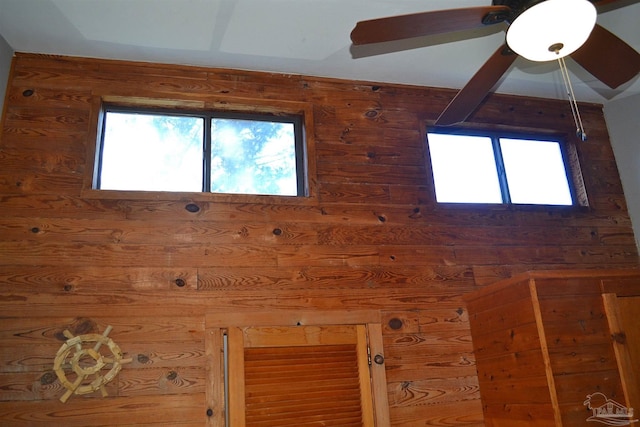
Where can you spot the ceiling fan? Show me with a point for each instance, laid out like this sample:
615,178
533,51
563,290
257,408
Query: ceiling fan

+===+

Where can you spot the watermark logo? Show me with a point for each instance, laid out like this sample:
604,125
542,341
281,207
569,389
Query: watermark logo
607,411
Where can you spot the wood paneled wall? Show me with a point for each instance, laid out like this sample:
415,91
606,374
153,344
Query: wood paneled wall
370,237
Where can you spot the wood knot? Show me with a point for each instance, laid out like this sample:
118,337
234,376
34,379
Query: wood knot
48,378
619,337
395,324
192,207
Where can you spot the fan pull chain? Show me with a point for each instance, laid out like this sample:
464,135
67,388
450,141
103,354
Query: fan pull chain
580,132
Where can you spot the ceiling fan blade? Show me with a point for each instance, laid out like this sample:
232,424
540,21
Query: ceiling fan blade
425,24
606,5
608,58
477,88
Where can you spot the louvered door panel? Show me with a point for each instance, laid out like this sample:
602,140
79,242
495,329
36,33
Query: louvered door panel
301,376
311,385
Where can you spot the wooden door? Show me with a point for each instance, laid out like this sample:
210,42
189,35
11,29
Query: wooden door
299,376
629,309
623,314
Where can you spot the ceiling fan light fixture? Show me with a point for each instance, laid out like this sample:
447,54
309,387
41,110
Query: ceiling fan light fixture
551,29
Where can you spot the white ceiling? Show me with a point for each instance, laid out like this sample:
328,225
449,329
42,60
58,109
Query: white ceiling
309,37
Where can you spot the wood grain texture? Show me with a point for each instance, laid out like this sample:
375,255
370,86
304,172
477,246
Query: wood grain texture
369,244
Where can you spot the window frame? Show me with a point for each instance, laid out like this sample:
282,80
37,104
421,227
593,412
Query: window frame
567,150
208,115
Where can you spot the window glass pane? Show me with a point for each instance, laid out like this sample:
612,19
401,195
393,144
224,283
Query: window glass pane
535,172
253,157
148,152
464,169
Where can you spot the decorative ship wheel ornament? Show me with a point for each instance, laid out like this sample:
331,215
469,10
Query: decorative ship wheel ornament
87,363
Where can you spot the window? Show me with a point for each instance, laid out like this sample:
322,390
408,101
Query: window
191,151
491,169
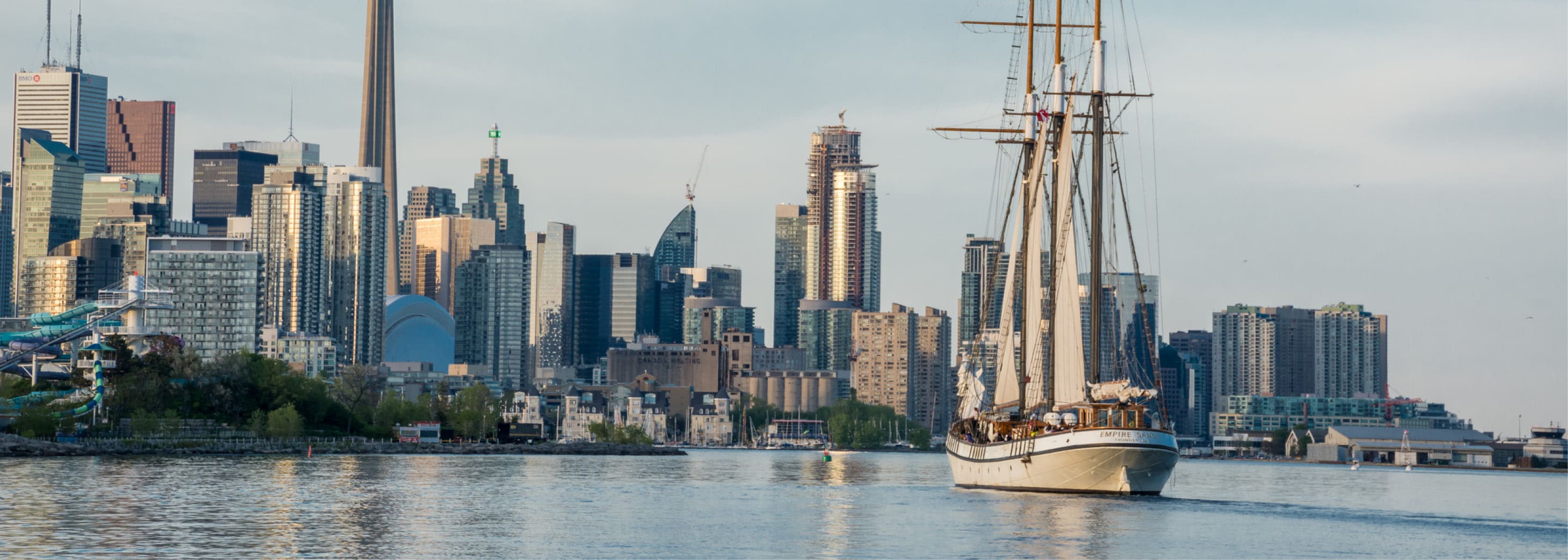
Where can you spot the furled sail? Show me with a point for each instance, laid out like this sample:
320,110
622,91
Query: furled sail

+===+

*GIVEN INSTRUCTION*
Set out the records as a numbered list, starting at the line that contains "Where can you spot the window frame?" and stopping after the line that contains "Query: furled sail". Omit blank lines and the pictures.

*REPLY TO THE EXERCISE*
1. Where can you spot the window frame? Show me with a point for each instance, laid out like this sample:
2. 282,80
3. 37,104
4. 421,227
5. 593,412
6. Query: window frame
7. 567,150
8. 208,115
9. Where can you spot the window glass pane? Show me with a point for each instance, laid out like this sample:
10. 612,19
11. 401,195
12. 393,144
13. 224,283
14. Query: window glass pane
15. 535,172
16. 253,157
17. 148,152
18. 464,169
19. Where can you spot the decorative ship wheel ornament? Show me with a point for each instance, laid out like this sample:
20. 331,215
21. 469,10
22. Query: decorative ship wheel ornament
23. 87,363
24. Where can you spot the window? Show me with a point for each instance, laid out like this sample:
25. 322,390
26. 408,101
27. Query: window
28. 191,151
29. 491,169
30. Where can you spot the furled sail? Show me with a point for each instance, laid out like this sample:
31. 320,110
32. 622,91
33. Query: furled sail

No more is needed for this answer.